Could you pull everything from "I am trying" down to "onto the unit sphere." word for word out of the forum thread on unit-sphere loss?

**Text shown:**
►
Adding a loss for when output is not on a unit sphere

Hi all,

I am trying to get an autoencoder to work on my L2 normalized dataset. For now I use the MSE loss which works oke but I noticed that a lot of the reconstructed vectors are not nearly on the unit sphere, which they should be since I know every input vector is on there. Is there any simple solution to penalize or enforce the decoder to generate unit sized vectors? I tried calculating the L2 norm of each item in a batch and dividing the output by that but I am not sure this will give the correct results for the computation graph.


This should be fine.

Hi Wouter!

To answer this specific question, yes, you can add a loss term
that will push your predictions onto the unit sphere.

When the (L2) norm or your prediction is 1, the prediction is on
the unit sphere. So just add unit-sphere mismatch term:

sphere_loss = fac * ((preds**2).sum (dim = 1) - 1.0).abs().mean()
loss += sphere_loss

(You could also take the square of the mismatch, rather than
abs(). That would give you a softer penalty, but I don’t see
any reason to prefer using the square.)
◄
**Material:**
►
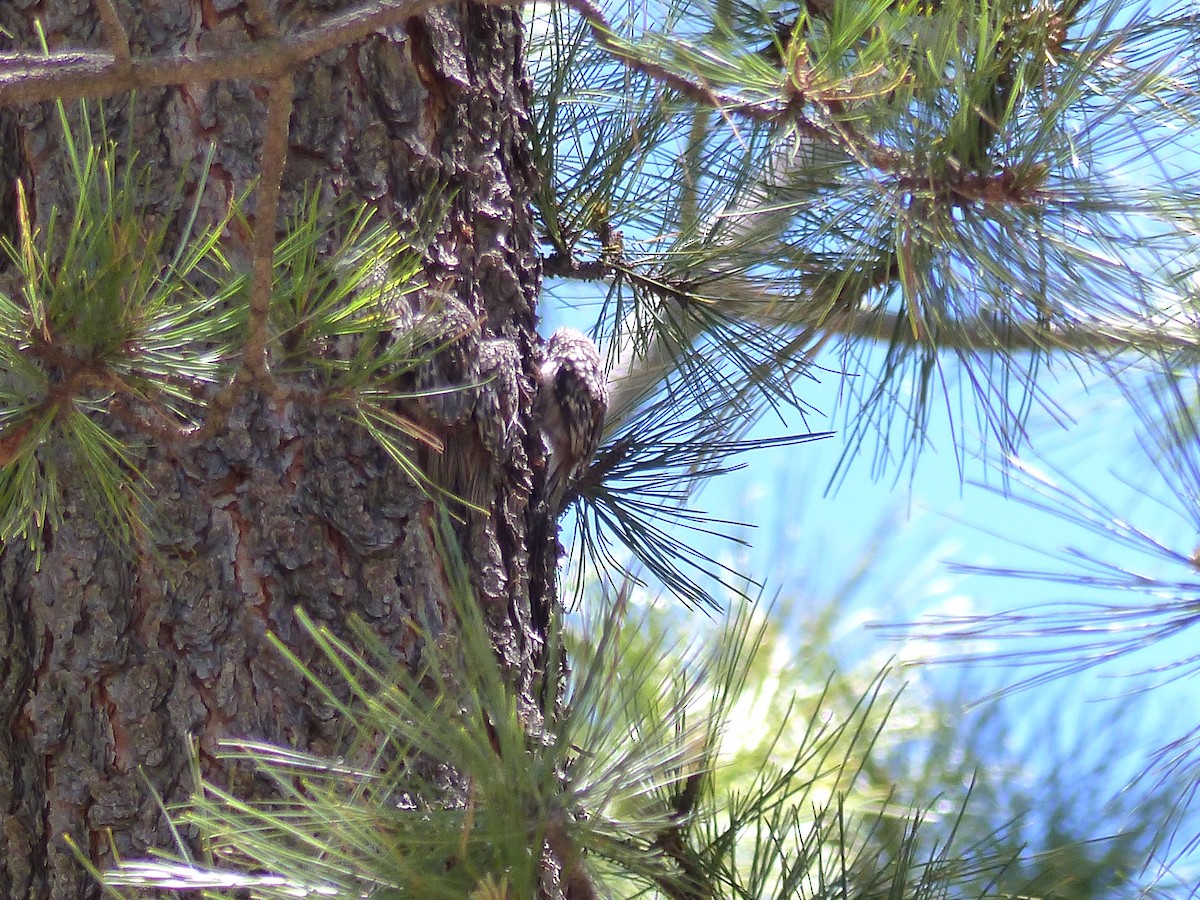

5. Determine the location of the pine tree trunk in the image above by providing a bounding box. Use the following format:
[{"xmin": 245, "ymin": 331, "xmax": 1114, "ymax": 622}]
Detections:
◄
**The reply:**
I am trying to get an autoencoder to work on my L2 normalized dataset. For now I use the MSE loss which works oke but I noticed that a lot of the reconstructed vectors are not nearly on the unit sphere, which they should be since I know every input vector is on there. Is there any simple solution to penalize or enforce the decoder to generate unit sized vectors? I tried calculating the L2 norm of each item in a batch and dividing the output by that but I am not sure this will give the correct results for the computation graph.


This should be fine.

Hi Wouter!

To answer this specific question, yes, you can add a loss term
that will push your predictions onto the unit sphere.